[WHAT IS ASKED]: Reproduce verbatim the final portion of the material below, from the line containing "of the stainless" through its last line, and nothing else.
'''
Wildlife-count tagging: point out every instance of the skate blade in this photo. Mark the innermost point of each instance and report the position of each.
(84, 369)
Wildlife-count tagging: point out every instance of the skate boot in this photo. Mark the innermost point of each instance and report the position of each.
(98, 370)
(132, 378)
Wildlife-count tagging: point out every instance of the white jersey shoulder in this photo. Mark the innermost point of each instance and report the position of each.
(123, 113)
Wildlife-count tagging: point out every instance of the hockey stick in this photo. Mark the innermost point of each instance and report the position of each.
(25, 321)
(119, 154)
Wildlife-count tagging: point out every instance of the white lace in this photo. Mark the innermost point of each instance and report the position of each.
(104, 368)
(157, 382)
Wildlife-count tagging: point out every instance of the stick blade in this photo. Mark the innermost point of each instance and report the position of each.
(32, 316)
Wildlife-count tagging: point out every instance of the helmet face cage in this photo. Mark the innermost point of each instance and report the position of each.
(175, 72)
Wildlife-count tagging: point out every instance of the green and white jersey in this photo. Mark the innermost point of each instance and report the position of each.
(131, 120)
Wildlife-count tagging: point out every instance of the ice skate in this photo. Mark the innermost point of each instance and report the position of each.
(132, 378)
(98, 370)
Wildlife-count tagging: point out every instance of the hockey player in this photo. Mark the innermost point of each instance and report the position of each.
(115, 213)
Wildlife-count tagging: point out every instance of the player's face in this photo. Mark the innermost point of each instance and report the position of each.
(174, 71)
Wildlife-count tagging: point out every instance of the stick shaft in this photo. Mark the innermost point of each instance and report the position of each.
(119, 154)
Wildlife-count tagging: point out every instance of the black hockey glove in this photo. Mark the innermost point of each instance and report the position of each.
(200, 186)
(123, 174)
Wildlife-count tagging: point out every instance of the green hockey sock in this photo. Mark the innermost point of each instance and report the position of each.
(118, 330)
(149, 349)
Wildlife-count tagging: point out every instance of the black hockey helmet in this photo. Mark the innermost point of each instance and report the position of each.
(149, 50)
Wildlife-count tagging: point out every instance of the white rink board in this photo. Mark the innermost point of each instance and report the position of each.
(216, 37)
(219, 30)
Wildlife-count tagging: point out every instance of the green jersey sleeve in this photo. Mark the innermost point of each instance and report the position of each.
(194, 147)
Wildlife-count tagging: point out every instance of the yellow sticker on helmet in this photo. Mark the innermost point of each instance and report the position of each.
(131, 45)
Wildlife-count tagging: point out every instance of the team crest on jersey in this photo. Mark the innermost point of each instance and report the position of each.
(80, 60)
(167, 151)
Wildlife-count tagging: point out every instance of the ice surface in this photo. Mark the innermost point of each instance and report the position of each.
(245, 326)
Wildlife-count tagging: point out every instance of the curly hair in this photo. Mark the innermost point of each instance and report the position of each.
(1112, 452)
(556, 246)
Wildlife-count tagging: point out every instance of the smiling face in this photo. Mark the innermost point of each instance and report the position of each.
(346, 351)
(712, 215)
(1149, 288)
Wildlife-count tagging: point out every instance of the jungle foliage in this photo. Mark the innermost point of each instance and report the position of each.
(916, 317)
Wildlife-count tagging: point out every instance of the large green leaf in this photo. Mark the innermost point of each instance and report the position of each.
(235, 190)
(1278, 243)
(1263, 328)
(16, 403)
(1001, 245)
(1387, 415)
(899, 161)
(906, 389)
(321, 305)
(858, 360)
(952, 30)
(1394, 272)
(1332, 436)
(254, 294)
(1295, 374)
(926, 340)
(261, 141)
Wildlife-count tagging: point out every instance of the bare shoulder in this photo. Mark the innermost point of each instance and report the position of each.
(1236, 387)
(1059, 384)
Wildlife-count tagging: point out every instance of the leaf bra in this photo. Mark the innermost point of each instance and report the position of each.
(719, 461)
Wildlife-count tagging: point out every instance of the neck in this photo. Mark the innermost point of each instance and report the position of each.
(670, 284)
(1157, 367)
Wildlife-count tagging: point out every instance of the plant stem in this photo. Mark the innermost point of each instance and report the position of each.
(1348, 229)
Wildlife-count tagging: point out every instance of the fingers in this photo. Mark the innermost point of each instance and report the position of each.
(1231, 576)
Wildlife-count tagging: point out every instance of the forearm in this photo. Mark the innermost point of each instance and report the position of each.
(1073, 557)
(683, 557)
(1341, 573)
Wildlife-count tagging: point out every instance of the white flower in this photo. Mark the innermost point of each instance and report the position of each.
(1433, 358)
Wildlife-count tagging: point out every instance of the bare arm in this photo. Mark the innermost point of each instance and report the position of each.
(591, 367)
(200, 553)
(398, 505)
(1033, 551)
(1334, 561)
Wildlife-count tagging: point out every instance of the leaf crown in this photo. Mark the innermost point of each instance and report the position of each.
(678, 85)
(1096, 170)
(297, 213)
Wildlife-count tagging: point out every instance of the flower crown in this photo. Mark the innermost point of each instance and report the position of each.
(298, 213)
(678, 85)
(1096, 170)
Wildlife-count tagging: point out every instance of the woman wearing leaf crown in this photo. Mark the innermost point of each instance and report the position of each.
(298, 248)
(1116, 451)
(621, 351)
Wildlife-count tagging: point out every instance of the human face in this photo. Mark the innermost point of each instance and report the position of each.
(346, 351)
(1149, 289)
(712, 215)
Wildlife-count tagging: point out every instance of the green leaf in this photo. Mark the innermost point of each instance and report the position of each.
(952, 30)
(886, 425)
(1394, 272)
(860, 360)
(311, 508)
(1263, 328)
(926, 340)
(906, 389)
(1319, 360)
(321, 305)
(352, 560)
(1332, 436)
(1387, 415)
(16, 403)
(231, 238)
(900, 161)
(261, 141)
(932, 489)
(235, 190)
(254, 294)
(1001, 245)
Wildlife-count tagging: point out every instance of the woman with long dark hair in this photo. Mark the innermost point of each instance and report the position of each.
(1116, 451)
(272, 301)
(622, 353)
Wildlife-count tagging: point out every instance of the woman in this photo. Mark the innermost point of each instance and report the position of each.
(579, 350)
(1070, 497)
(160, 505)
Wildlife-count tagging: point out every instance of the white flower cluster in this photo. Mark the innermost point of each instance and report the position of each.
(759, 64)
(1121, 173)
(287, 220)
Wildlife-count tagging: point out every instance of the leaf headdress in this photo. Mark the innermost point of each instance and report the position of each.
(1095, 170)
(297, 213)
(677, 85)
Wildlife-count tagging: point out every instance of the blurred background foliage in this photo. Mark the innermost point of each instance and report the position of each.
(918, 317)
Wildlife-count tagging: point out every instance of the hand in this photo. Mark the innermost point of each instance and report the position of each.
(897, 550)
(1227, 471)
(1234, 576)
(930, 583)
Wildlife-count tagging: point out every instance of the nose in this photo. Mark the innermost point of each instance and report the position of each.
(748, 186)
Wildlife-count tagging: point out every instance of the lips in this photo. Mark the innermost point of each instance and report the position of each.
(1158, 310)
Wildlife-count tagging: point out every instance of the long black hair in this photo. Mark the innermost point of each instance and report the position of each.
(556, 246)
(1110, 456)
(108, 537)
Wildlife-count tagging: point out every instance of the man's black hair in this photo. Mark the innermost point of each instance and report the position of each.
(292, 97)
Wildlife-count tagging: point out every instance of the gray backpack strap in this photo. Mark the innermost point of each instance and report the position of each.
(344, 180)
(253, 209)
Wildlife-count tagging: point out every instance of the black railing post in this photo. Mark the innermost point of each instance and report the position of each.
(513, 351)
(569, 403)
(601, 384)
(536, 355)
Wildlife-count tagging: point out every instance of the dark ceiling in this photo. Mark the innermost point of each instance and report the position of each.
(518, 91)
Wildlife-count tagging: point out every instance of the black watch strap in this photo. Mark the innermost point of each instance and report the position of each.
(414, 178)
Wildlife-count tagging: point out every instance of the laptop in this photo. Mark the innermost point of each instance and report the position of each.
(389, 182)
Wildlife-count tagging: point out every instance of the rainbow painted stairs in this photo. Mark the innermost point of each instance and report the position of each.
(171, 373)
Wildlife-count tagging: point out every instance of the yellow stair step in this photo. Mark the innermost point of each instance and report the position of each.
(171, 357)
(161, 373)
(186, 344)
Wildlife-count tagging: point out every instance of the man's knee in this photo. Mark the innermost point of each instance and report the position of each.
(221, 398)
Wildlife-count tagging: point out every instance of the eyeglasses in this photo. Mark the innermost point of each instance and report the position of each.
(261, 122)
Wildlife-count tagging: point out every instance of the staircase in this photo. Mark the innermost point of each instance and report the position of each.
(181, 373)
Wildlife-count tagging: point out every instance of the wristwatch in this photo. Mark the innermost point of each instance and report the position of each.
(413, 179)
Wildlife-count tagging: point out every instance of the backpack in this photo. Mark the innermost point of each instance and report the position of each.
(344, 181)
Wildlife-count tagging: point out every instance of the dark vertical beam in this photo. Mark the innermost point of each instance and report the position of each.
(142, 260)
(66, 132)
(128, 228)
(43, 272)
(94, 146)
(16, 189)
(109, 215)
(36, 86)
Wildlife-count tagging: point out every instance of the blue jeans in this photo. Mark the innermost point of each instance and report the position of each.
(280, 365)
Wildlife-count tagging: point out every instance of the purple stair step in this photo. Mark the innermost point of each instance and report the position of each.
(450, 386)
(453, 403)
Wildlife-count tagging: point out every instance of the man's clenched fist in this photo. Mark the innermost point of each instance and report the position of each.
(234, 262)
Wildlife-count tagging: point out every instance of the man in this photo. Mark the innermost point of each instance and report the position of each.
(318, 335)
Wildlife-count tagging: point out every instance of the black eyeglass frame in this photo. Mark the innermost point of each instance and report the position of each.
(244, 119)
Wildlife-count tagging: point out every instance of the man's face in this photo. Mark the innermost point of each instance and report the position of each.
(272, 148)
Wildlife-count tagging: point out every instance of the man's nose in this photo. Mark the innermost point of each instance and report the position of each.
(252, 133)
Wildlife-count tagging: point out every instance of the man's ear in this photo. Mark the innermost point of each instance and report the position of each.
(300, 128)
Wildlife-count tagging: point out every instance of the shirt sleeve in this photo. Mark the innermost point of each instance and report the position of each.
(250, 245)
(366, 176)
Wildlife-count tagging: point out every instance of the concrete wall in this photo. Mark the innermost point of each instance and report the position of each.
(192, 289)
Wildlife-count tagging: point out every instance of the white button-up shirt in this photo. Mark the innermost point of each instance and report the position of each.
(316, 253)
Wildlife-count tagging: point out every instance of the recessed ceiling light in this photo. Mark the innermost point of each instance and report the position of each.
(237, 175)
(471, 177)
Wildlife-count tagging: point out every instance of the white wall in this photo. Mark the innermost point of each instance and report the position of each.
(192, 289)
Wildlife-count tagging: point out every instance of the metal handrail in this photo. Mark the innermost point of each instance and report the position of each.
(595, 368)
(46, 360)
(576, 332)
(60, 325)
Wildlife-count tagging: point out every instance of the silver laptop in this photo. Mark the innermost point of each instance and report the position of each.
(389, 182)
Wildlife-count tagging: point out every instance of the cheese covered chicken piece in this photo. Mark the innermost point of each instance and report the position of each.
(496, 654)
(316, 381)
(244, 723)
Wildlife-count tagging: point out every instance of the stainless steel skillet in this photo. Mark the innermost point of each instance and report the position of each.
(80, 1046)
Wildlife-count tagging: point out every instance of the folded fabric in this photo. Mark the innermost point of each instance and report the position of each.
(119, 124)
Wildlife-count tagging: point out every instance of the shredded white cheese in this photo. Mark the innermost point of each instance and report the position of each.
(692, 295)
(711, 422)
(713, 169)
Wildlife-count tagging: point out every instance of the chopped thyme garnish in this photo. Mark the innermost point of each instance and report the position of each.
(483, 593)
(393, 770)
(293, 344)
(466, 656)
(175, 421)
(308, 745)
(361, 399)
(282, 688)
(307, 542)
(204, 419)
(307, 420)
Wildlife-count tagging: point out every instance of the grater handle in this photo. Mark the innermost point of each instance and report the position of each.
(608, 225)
'''
[RESPONSE TO THE EXERCISE]:
Wildlife-count tagging: point out every instance of the stainless steel skillet in this photo. Mark the innermost point of each instance and report the position of each.
(80, 1046)
Wildlife-count tagging: point out every instance of the folded fabric in this photo. Mark the innermost point of each instance and report the position of each.
(119, 124)
Wildlife-count tagging: point out every instance of the shredded white cheese in this photo. Mark the innermost point of each instance and report the position of each.
(692, 295)
(711, 422)
(713, 169)
Wildlife-count tagging: point out every instance of the chopped thyme garnish in this photo. Mark the innermost point of each instance and report the position of each.
(483, 593)
(393, 770)
(293, 344)
(466, 656)
(175, 421)
(308, 745)
(361, 399)
(282, 688)
(307, 542)
(204, 419)
(307, 420)
Wildlife-count tagging: point out every instance of the grater handle in this photo. Mark the innermost point of each instance and report the position of each.
(608, 225)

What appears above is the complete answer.